▶ [Given exercise]: Please replace "rear tire" with "front tire" throughout the listing below, leaving everything else unchanged.

▶ [Records to process]:
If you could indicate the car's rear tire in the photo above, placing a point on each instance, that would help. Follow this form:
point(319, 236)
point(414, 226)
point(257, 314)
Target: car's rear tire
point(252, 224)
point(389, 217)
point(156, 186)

▶ [Exercise output]:
If you could indicate the car's front tire in the photo above, placing a point on each instance, that would help. Follow this form:
point(319, 236)
point(414, 226)
point(257, 314)
Target: car's front tire
point(252, 224)
point(389, 217)
point(156, 186)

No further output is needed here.